Eine weitere überaus interessante Neuerung ist die „Siegesstraße“. Sie zeigt den Fortschritt des Spielers bis zu seinem Weg auf den Thron. Eingeteilt in einzelne Abschnitte sind dort Kisten gelagert, die durch eine entsprechende Anzahl von Gildensiegeln, die durch das Lösen von Quests, dem Erschlagen von Gegnern oder dem sozialen Umgang mit den Bewohnern verdient werden können. Dabei spielen die Inhalte dieser Truhen eine wichtige Rolle für das Erlernen von Fähigkeiten, ob Nahkampf, Fernkampf oder Magie, wie auch das Freischalten von Verhaltensweisen und Färbemitteln für die Kleidung, das Verbessern der Minijobs oder die Möglichkeiten, unternehmerisch oder familiär tätig zu werden. Letztere Komponenten funktionieren übrigens auf ähnliche Weise wie bei dem Vorgänger. Häuser und Geschäfte können gekauft, möbliert und vermietet werden, Ehen können geschlossen oder gebrochen werden und neben den eigenen Kindern, können nun sogar im Waisenhaus in Bowerstone welche adoptiert werden. Im Gegensatz zu Fable II hat man während des Spielverlaufs allerdings nicht so viele Möglichkeiten, positive oder negative Entscheidungen zu treffen. Häufig wird einem nur eine Option offen gelassen, was leider die Entwicklung des persönlichen Charakters nicht so vielfältig erscheinen lässt. Auch das äußerliche Antlitz verändert sich bei den Entscheidungen geringfügig.

▶ [Bereitgestellte Angaben]:
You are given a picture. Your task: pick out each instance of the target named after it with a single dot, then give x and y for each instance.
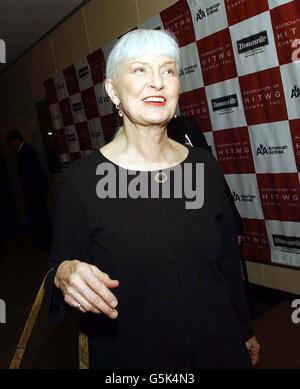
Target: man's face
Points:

▶ [Aufgaben]:
A. Beantworten Sie die folgenden Fragen anhand des Textauszugs:
(i) Was zeigt die „Siegesstraße“?
(ii) Wo können laut Textauszug Kinder adoptiert werden?
(iii) Was kann mit Häusern und Geschäften geschehen?
B. Stimmen die folgenden Aussagen mit dem Textauszug überein? Antworten Sie jeweils mit Ja oder Nein, und zitieren Sie die entscheidenden Worte des Textauszugs.
(i) Im Vergleich zu Fable II gibt es im Spielverlauf mehr Möglichkeiten, positive oder negative Entscheidungen zu treffen.
(ii) Ehen können geschlossen oder gebrochen werden.
(iii) Die Inhalte der Truhen sind für das Erlernen von Fähigkeiten ohne Bedeutung.
C. Führen Sie den Textauszug über die „Siegesstraße“ und die weiteren Neuerungen im Spiel im Anschluss an seinen letzten Satz weiter.

▶ [Schriftliche Antworten]:
A.
(i) Sie zeigt den Fortschritt des Spielers bis zu seinem Weg auf den Thron.
(ii) Im Waisenhaus in Bowerstone.
(iii) Sie können gekauft, möbliert und vermietet werden.

B.
(i) Nein: „Im Gegensatz zu Fable II hat man während des Spielverlaufs allerdings nicht so viele Möglichkeiten, positive oder negative Entscheidungen zu treffen.“
(ii) Ja: „Ehen können geschlossen oder gebrochen werden“
(iii) Nein: „Dabei spielen die Inhalte dieser Truhen eine wichtige Rolle für das Erlernen von Fähigkeiten“

C.
Das Shoppen gestaltet sich indes völlig anders. Alle zu erwerbenden Waren sind nun direkt an den Marktständen oder in den Geschäften ersichtlich und können sofort angewählt werden. Verkaufen ist nur bei einem Pfandleiher möglich. Die Verwendung von Nahrungsmitteln wurde stark begrenzt, da nur das Mitführen einer Art möglich ist. Auch Tränke sind nun beschränkt auf Heilung, Zeitverzögerung und der Kreaturenbeschwörung. Die letzten beiden Zauber konnten in Fable II noch erlernt werden, hier sind sie ein hilfreiches Beiwerk. Zaubern selbst funktioniert auch völlig anders. In Form von Handschuhen ist das Wirken u.a. von Feuer oder Eis möglich, später können sogar die sechs Magiearten mit einander verwoben und so als sehr effektive Kombination auf die Monsterschaaren los gelassen werden.

Monster ist das Stichwort.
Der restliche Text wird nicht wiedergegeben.